> **Aim**
Could you render everything in the listing from the line containing "Please examine this image carefully and locate the waterfall." down to the line containing "[0, 0, 600, 400]", both of those lines included, as a numbered list with any blank lines left out?

> **Entries**
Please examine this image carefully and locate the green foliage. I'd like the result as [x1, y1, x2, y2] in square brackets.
---
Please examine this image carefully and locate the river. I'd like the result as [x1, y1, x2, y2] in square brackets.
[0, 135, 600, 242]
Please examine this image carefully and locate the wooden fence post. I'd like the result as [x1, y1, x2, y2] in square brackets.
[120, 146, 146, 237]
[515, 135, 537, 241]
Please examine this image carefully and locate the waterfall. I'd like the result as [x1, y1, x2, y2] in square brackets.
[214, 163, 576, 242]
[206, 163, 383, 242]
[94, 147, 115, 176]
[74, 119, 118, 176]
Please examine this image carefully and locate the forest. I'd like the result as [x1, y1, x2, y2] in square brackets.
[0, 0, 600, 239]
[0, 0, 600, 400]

> **Exercise response**
1. Please examine this image carefully and locate the waterfall. I'd like the result as [x1, y1, x2, y2] in square brackets.
2. [214, 163, 576, 242]
3. [206, 163, 383, 242]
4. [94, 147, 115, 176]
5. [74, 119, 118, 176]
6. Please examine this image carefully and locate the forest. I'd like the result as [x1, y1, x2, y2] in square brackets.
7. [0, 0, 600, 239]
8. [0, 0, 600, 400]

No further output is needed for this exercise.